● **Point-based annotation data**
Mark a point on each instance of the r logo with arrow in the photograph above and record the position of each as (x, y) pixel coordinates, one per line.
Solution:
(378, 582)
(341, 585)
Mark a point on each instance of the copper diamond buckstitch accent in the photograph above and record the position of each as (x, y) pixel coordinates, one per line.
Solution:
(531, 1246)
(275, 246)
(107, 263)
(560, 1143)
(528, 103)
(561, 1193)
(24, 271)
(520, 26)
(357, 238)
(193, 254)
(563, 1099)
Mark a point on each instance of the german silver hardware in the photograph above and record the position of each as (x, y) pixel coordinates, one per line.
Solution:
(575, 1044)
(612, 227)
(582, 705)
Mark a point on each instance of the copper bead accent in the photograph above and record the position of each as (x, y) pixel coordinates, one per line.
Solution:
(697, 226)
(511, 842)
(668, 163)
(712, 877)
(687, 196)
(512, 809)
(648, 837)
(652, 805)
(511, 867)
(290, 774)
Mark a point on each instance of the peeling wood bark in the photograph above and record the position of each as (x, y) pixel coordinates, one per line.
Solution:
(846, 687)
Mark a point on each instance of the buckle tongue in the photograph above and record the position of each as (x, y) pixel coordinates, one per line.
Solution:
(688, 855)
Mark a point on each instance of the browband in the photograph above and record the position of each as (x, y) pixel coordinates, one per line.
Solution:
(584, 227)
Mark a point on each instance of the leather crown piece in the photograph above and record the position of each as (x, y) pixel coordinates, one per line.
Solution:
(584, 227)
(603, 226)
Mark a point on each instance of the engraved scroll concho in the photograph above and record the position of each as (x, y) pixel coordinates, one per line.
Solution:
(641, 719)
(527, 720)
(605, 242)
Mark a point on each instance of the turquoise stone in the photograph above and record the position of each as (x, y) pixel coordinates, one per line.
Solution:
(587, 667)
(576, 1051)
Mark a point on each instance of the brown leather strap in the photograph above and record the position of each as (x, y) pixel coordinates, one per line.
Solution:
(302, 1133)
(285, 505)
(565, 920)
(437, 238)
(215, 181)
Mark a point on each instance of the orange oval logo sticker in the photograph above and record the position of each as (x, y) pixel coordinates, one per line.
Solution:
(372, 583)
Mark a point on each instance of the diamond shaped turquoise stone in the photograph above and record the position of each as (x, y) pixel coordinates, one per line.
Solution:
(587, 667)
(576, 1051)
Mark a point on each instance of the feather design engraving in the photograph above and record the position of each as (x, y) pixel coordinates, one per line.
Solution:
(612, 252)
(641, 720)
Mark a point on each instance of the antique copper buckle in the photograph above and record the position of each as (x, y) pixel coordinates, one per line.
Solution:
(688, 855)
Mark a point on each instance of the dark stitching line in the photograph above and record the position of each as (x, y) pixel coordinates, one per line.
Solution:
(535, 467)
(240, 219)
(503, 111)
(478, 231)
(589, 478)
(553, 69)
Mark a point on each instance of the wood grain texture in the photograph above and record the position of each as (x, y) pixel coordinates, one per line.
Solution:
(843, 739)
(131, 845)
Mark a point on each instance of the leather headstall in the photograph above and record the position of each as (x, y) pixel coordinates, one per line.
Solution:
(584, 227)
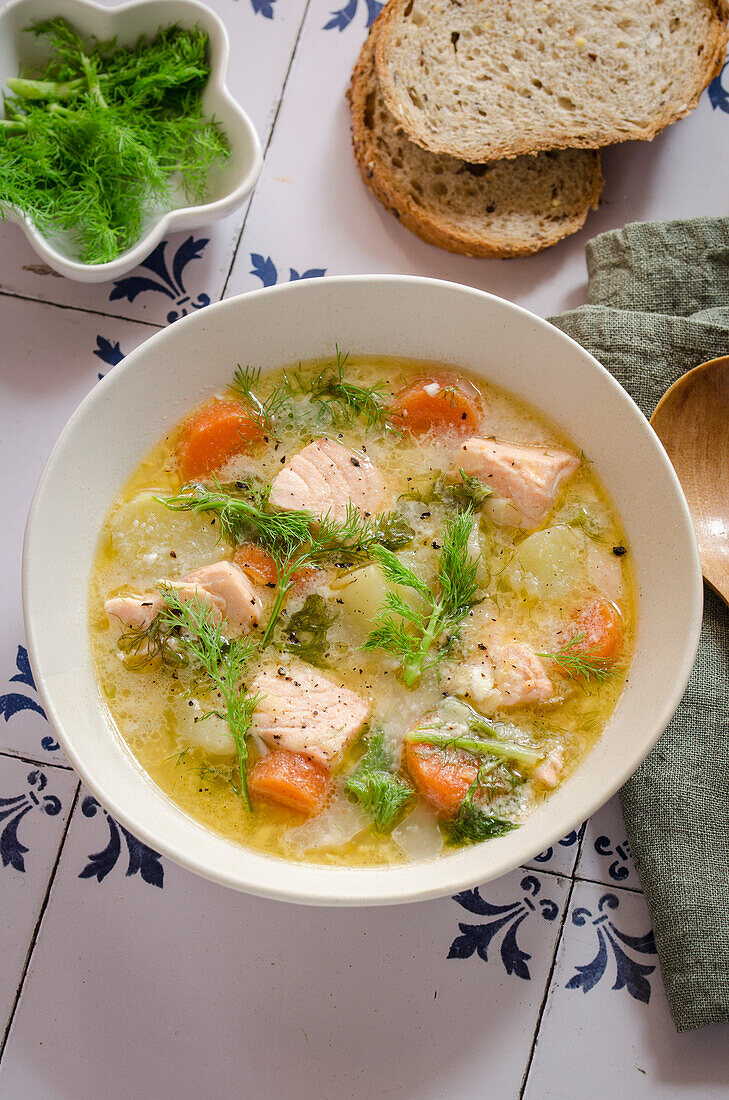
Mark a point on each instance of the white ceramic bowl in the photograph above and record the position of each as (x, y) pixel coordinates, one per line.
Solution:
(130, 409)
(229, 183)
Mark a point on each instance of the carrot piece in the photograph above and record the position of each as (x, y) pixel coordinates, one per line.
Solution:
(261, 568)
(291, 780)
(438, 402)
(256, 563)
(213, 435)
(600, 623)
(442, 776)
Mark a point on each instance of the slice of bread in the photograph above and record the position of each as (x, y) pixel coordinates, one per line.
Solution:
(485, 79)
(509, 208)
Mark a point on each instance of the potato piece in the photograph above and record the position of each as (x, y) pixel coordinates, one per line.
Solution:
(552, 562)
(195, 730)
(363, 591)
(147, 541)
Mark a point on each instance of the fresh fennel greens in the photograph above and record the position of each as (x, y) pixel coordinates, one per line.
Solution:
(393, 530)
(329, 398)
(470, 493)
(94, 142)
(580, 663)
(222, 661)
(477, 746)
(410, 634)
(294, 539)
(472, 825)
(374, 785)
(305, 634)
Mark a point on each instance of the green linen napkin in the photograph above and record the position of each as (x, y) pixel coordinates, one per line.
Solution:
(659, 305)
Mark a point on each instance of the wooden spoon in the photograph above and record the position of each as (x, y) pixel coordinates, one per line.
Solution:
(692, 421)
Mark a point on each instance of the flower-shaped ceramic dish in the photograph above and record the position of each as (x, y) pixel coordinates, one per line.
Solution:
(398, 316)
(229, 183)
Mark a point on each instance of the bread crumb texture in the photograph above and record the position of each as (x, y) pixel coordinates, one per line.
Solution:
(506, 208)
(485, 79)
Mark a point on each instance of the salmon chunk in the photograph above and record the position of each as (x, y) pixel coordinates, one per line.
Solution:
(223, 586)
(302, 712)
(529, 475)
(327, 477)
(135, 612)
(508, 674)
(520, 675)
(229, 591)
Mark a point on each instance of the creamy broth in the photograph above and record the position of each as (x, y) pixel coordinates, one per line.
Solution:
(534, 581)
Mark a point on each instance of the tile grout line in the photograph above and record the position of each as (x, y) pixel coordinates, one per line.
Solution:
(548, 985)
(34, 760)
(265, 152)
(78, 309)
(36, 930)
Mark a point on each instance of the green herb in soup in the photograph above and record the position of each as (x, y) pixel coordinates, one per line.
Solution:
(362, 611)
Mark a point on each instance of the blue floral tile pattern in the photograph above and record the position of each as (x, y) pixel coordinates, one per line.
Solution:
(169, 278)
(264, 8)
(631, 975)
(605, 854)
(718, 95)
(266, 271)
(12, 812)
(341, 19)
(142, 860)
(14, 702)
(501, 919)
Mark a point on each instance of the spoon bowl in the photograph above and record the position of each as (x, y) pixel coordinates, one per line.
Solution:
(692, 421)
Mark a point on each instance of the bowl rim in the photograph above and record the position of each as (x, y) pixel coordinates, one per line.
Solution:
(186, 217)
(372, 888)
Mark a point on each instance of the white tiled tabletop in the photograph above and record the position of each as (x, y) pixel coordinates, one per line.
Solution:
(124, 976)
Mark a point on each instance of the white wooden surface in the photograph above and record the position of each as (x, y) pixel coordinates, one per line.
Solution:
(124, 976)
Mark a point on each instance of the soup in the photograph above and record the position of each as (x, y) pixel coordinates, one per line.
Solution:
(362, 611)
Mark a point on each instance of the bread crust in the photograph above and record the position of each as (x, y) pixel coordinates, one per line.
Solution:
(515, 141)
(434, 227)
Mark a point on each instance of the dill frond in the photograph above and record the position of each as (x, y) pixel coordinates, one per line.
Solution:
(472, 825)
(224, 663)
(410, 635)
(581, 663)
(374, 785)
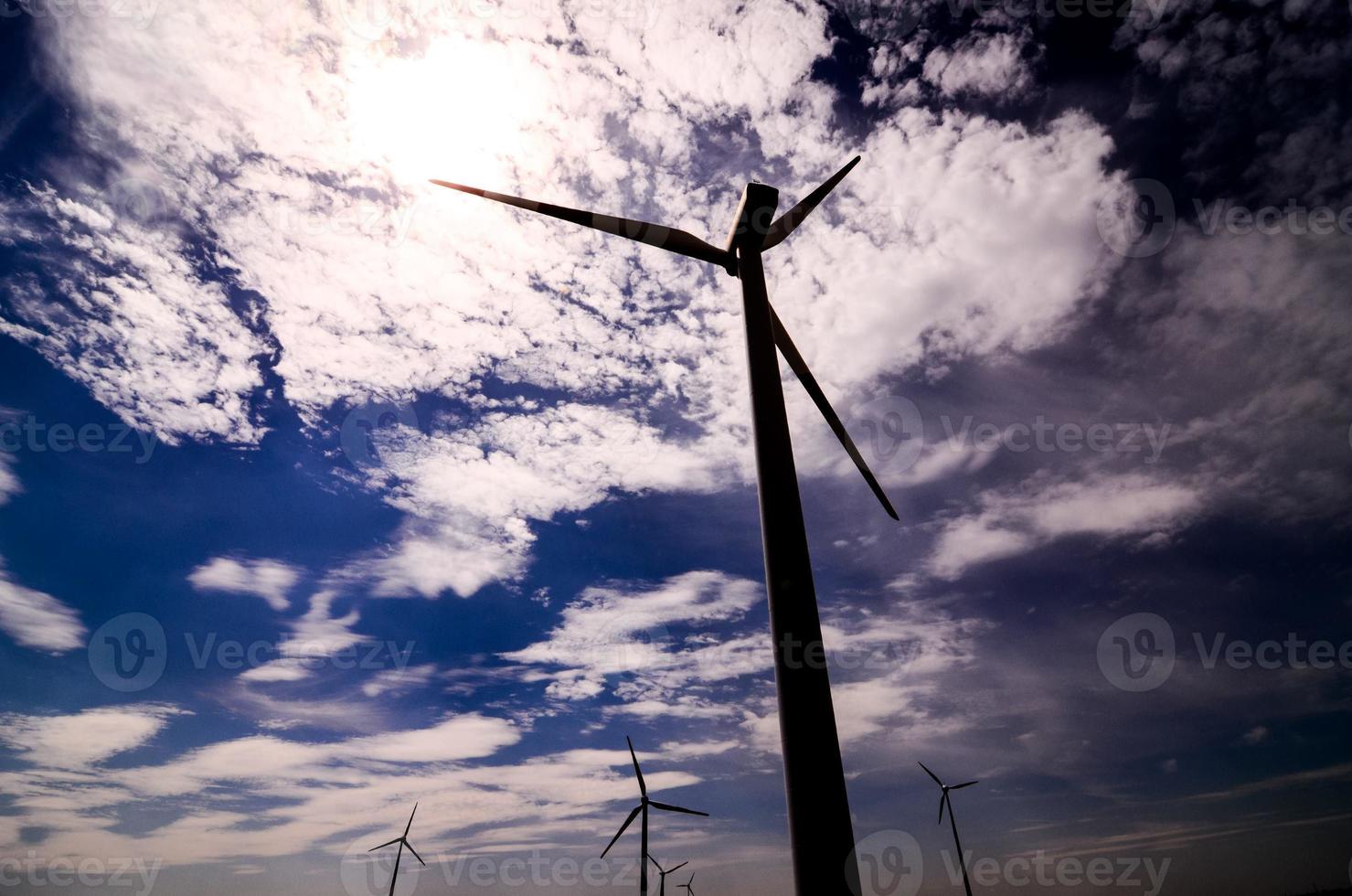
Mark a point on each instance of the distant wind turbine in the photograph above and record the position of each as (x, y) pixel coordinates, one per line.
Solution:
(403, 842)
(663, 873)
(944, 800)
(643, 810)
(820, 827)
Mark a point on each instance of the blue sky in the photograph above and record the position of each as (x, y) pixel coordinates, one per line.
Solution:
(429, 500)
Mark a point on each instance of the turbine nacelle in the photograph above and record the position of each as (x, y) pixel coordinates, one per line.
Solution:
(755, 230)
(753, 219)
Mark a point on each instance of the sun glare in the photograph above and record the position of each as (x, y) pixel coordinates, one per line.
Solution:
(460, 112)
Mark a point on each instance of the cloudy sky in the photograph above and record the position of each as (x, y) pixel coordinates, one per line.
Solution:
(324, 491)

● **Work required**
The lines to copy run from the line containing "Mark a point on each instance of the bread crust" through the end of the data above; copy exactly those, minus the pictures.

● **Correct answer**
Mark a point on each instance of the bread crust in the photograph above and record the position of each as (x, y) pixel coordinates, one per line.
Solution:
(515, 141)
(434, 227)
Mark a point on each instance of the dill frond in the photograph above and record the position of each as (x, y) pixel coordinates, one per line.
Solution:
(472, 825)
(224, 663)
(410, 635)
(581, 663)
(374, 785)
Mark a point on each instance of the distant wind turbine in the photograph above and record the position of each as (x, y) pixel coordinates, one per line.
Solution:
(403, 842)
(663, 873)
(944, 800)
(643, 810)
(820, 827)
Mark a point on each instance of the blue sky in the photograph above and record the position of each as (x, y) pixel coordinates, one per line.
Solution:
(429, 500)
Mark a point on each instance of the turbine nacelle in the photograph above and record the position of each as (x, y) pixel coordinates, one per line.
Solution:
(755, 230)
(753, 219)
Mark a point on each instance of the sun glare in the photograph above and record the position of each as (x, y) pixel coordinates, one per line.
Solution:
(460, 112)
Mark a point on each instance of the cloudy sky in the photograph above and record the position of each as (x, y) pixel coordinates, one per line.
Solution:
(324, 491)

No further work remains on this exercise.